(Object pointing dataset rows)
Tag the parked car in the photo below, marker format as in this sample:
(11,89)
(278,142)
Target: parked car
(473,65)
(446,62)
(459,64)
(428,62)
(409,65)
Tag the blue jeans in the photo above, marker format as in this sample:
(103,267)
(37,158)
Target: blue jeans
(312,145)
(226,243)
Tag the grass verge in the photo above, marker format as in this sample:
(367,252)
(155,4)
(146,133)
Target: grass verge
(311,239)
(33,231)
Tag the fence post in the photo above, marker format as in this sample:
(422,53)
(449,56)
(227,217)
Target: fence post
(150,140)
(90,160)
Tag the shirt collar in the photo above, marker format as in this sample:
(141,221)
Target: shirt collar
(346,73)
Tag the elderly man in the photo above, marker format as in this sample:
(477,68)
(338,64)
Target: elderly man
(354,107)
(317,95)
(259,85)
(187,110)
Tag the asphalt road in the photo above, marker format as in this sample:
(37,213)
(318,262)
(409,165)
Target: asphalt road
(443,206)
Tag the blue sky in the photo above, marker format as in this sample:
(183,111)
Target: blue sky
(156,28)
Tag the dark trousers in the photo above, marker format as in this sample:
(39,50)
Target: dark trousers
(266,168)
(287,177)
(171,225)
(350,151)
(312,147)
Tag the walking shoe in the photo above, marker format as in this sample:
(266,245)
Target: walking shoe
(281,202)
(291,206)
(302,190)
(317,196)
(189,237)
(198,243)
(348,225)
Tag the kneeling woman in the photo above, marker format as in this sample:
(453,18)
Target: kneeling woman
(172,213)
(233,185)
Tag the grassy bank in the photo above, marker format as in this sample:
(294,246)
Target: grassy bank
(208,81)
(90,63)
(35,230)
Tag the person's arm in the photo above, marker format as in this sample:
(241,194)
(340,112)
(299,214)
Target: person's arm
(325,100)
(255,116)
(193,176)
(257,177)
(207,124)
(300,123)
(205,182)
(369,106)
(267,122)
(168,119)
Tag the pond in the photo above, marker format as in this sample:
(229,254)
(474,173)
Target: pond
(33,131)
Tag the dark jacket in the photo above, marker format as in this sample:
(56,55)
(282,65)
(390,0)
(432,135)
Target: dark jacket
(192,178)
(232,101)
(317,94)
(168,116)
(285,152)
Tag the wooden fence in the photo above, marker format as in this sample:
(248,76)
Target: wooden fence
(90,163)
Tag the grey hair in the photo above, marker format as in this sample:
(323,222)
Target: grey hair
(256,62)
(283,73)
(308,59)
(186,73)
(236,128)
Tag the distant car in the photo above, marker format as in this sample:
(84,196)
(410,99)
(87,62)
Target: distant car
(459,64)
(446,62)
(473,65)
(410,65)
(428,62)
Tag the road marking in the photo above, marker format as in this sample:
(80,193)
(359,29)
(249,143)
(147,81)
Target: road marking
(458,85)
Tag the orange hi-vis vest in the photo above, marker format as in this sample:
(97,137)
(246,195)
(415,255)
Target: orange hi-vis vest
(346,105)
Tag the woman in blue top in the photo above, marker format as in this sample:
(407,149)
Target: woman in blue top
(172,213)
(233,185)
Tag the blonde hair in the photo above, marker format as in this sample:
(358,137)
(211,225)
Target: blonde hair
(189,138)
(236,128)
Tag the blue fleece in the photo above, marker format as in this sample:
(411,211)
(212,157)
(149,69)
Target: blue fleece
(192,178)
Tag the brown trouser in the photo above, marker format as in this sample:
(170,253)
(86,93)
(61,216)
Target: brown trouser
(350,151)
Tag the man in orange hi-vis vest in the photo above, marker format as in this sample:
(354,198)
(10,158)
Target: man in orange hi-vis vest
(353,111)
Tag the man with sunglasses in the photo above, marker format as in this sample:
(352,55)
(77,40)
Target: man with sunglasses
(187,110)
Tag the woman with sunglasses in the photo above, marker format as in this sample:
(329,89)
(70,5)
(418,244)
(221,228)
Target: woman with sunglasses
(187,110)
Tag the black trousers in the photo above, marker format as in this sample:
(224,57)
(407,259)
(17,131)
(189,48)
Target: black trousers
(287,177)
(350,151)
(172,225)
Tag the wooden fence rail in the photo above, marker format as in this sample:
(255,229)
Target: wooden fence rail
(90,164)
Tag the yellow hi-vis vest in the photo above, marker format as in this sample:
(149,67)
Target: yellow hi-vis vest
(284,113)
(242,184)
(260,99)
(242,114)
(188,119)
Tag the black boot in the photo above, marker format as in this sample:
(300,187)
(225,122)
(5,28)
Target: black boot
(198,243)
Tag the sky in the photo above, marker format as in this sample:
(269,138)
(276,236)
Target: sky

** EXERCISE OBJECTIVE **
Return every line exactly.

** OUTPUT **
Tag the parked car in the photo below, marker format as in this sample:
(11,89)
(278,142)
Target: parked car
(473,65)
(446,62)
(459,64)
(428,62)
(409,65)
Tag the blue jeans in the photo above, marker format as in this sample:
(103,267)
(37,158)
Target: blue jeans
(312,145)
(226,243)
Tag the grass verge in the photo above, marker format as in this sample:
(367,252)
(155,4)
(146,133)
Target: grass verge
(311,239)
(33,231)
Tag the fence post in the photo above, marker format as in this sample:
(422,53)
(449,56)
(227,217)
Target: fence post
(150,140)
(90,160)
Tag the shirt collar in the photo above, marker format as in this sample:
(141,221)
Target: shirt collar
(346,73)
Tag the elderly man in the photo above, marker format as in this sample:
(477,68)
(338,64)
Target: elderly man
(354,107)
(317,95)
(259,85)
(187,110)
Tag the asphalt road in the photo above, marker format as in this sample:
(37,213)
(318,262)
(409,165)
Target: asphalt road
(443,206)
Tag the blue sky in the photo above, marker format as in this sample:
(183,111)
Target: blue sky
(156,28)
Tag the dark trousers in the photo above, marker format as in this sample:
(39,50)
Target: dark trousers
(266,168)
(287,177)
(171,225)
(350,151)
(312,147)
Tag the walking shoe in the photo above, marker format as in this sample:
(266,245)
Target: walking shoe
(281,202)
(291,206)
(302,190)
(317,196)
(189,237)
(198,243)
(348,225)
Tag the kneeling woman in the photo above, marker format as in this sample:
(453,18)
Target: kneeling woman
(172,213)
(233,185)
Tag the grassy bank in the photo above, marker format as in this sample:
(294,246)
Target: grassy bank
(208,81)
(90,63)
(35,230)
Tag the person's arm in the photo above, marker format as in this sample:
(241,194)
(340,112)
(299,214)
Target: person's arm
(325,100)
(255,116)
(193,176)
(257,177)
(207,124)
(300,123)
(205,182)
(369,106)
(267,122)
(168,119)
Tag the pond in the photo above, marker format as in this sample:
(229,254)
(474,173)
Target: pond
(33,131)
Tag the dark jacket in the photo above, marker format as in this sample:
(56,55)
(282,65)
(390,0)
(432,135)
Target: dark jacket
(192,178)
(232,101)
(317,94)
(168,116)
(285,152)
Tag the wooden fence in the photo above, marker format as in this sample:
(248,76)
Target: wooden fence
(90,163)
Tag the grey hair in the photo above, marker format as in this sample:
(323,222)
Target: grey hair
(256,62)
(283,73)
(308,59)
(186,73)
(236,128)
Tag the distant car in the photo above, marker format as in this sample:
(84,196)
(410,99)
(87,62)
Target: distant car
(459,64)
(446,62)
(473,65)
(410,65)
(428,62)
Tag the road marking in the photo above, marker format as in this sample:
(80,193)
(359,29)
(249,143)
(147,81)
Target: road marking
(458,85)
Tag the orange hi-vis vest in the photo above, marker format as in this sample:
(97,137)
(246,195)
(415,255)
Target: orange hi-vis vest
(346,105)
Tag the woman in blue top in the photo above, marker format as in this sample:
(407,149)
Target: woman in blue top
(172,213)
(233,185)
Tag the blonde hair in the photo above, marker format as in this sample:
(358,137)
(211,225)
Target: blonde hair
(189,138)
(236,128)
Tag the blue fleece in the photo above, marker format as in this sample:
(411,211)
(212,157)
(149,69)
Target: blue fleece
(192,178)
Tag the brown trouser in the photo above, marker format as in this sample:
(170,253)
(86,93)
(61,216)
Target: brown trouser
(350,151)
Tag the man in orange hi-vis vest in the photo above, marker format as in this sample:
(354,198)
(10,158)
Target: man in orange hi-vis vest
(353,111)
Tag the man with sunglasses in the photo above, marker format as in this sample:
(352,55)
(77,40)
Target: man with sunglasses
(187,110)
Tag the woman with sunglasses in the photo above, marker format as in this sample:
(329,89)
(70,5)
(418,244)
(221,228)
Target: woman with sunglasses
(187,110)
Tag the black trousers in the photo above, marker format as in this sample:
(224,57)
(407,259)
(17,131)
(189,48)
Target: black trousers
(287,177)
(350,151)
(172,225)
Tag the wooden fence rail in the photo above, marker format as in this sample:
(255,229)
Target: wooden fence rail
(90,164)
Tag the yellow hi-vis vest in the photo above, marker format as in this sample:
(149,67)
Target: yellow hi-vis vest
(284,113)
(242,184)
(260,99)
(242,114)
(188,119)
Tag the black boot in the photo above, marker format as in this sample:
(300,187)
(225,122)
(5,28)
Target: black boot
(198,243)
Tag the sky in the photo above, marker format as in this sample:
(269,138)
(276,236)
Target: sky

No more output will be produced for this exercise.